List of tasks:
A. Retype the passage about the film White Noise and voices of the dead, starting with "At one point" and going on through "Blair Witch Project.".
B. Continue the article about the film White Noise and Electronic Voice Phenomena from the point where it stops.

Passage to read:
+-------+

Posted on 01/08/2005 7:00:25 PM PST by aculeus

Trailers for the new Hollywood film White Noise purport to contain genuine, unedited voices from beyond the grave. These so-called EVP do exist, writes Robert Matthews, Science Correspondent.

At one point in the new Hollywood chiller White Noise, Jonathan Rivers, a bereaved husband is told that he is not going about communing with the dead in the right way. "You shouldn't be trying to do this by yourself," the nervous psychic tells him. "EVP is not good."

The film's makers are certainly hoping that Electronic Voice Phenomena are very good – at least for business. They are doing everything they can to convince us that EVP are the disembodied voices of the dead and that anyone can tune in to them using just a tape recorder and an open mind.

Creating a spurious air of credibility for creepy films is a time-honoured marketing ploy; it worked wonders for the supposedly "factual" blockbusters The Amityville Horror and The Blair Witch Project.

But the makers of White Noise have taken the gimmick to new heights – or depths, depending on your view of Hollywood.

Even before the film went on general release in Britain last week, authoritative-sounding trailers were being screened that purportedly contained genuine, unedited recordings of the voices of dead people.

+-------+

Stored records:

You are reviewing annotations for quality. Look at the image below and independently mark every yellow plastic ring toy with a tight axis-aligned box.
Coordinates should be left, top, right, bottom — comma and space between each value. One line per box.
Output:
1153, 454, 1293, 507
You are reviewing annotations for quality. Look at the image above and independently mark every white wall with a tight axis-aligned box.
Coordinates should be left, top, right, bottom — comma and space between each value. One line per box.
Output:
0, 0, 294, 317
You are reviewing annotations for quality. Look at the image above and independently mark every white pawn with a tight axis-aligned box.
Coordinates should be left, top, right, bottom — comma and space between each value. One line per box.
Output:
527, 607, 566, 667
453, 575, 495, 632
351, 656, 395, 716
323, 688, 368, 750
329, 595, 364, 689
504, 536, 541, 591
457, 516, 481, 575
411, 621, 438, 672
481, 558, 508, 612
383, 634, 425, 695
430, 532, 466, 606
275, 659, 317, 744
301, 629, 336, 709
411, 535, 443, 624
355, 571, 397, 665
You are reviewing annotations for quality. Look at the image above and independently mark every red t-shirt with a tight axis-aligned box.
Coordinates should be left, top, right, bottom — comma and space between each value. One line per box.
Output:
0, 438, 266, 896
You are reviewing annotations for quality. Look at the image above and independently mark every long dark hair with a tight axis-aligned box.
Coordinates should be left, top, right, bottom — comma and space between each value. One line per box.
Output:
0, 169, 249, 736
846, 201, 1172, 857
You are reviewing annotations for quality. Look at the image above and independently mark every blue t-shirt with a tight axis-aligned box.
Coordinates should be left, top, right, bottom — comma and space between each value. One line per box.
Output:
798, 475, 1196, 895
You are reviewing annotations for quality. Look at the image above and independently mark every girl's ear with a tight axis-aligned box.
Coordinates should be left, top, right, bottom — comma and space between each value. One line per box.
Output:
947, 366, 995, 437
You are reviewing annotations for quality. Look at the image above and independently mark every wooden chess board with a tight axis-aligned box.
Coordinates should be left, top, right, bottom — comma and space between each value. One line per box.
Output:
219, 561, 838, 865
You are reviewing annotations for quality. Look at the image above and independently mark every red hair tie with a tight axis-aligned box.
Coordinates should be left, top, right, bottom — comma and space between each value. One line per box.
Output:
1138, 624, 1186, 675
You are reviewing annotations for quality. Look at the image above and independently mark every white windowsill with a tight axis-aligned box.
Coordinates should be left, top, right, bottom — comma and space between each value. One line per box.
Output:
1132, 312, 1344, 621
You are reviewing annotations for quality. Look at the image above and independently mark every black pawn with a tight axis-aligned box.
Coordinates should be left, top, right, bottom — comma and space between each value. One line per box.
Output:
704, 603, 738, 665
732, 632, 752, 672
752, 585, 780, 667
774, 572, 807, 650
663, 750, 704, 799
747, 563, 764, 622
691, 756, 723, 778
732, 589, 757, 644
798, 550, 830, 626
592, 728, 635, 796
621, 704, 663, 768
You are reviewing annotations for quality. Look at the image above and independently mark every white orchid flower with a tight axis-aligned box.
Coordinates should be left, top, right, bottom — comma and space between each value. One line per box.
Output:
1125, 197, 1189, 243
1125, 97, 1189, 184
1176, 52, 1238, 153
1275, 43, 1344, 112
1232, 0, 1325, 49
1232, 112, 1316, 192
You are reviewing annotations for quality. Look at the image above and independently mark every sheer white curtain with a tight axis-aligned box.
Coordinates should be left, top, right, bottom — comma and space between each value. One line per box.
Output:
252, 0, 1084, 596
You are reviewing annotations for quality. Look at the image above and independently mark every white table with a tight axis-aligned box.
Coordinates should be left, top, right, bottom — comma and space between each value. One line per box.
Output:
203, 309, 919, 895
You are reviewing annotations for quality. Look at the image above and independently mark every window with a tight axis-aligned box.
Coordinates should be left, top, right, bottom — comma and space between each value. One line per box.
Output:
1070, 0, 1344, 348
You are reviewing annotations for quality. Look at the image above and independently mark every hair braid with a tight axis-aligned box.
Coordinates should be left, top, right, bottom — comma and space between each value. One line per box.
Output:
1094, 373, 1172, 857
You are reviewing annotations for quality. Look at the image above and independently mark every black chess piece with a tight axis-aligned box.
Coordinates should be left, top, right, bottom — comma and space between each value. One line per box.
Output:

+-------+

Task answers:
A.
At one point in the new Hollywood chiller White Noise, Jonathan Rivers, a bereaved husband is told that he is not going about communing with the dead in the right way. "You shouldn't be trying to do this by yourself," the nervous psychic tells him. "EVP is not good."

The film's makers are certainly hoping that Electronic Voice Phenomena are very good – at least for business. They are doing everything they can to convince us that EVP are the disembodied voices of the dead and that anyone can tune in to them using just a tape recorder and an open mind.

Creating a spurious air of credibility for creepy films is a time-honoured marketing ploy; it worked wonders for the supposedly "factual" blockbusters The Amityville Horror and The Blair Witch Project.

B.
In one, made in 2003, a woman called Ruth Baxter can be heard saying "I will see you no more" – which may well be the case, since the trailer states that she died in 1987.

For those eager to know more, the movie's website carries a plethora of information about EVP: background history, case-studies, samples, a quote from Thomas Edison that seemingly supports the phenomena and even top tips about how to record the eerie voices.

All this could be seen as just good after-sales service, were it not for the fact that people who follow the advice could be in for a very nasty shock.

For the fact is that EVP do exist and can be picked up on a radio, tape-recorder, answering machine or television without too much trouble.

Scientists at well-respected universities, radio amateurs and even BBC engineers have all heard the spooky voices. Their experiences are truly disturbing – not because they back the claims made in the film but because they show how easily the unwitting could end up believing that the dead can talk.

Not that this appears to worry the movie's makers: throughout, they maintain the illusion that there are no rational explanations for the recordings.

None of the movie's characters tries to talk sense into the desperate husband, played by Michael Keaton, trying to contact his vanished wife. Even in its closing frames, the movie simply warns the audience that not all the messages they might hear will be nice ones.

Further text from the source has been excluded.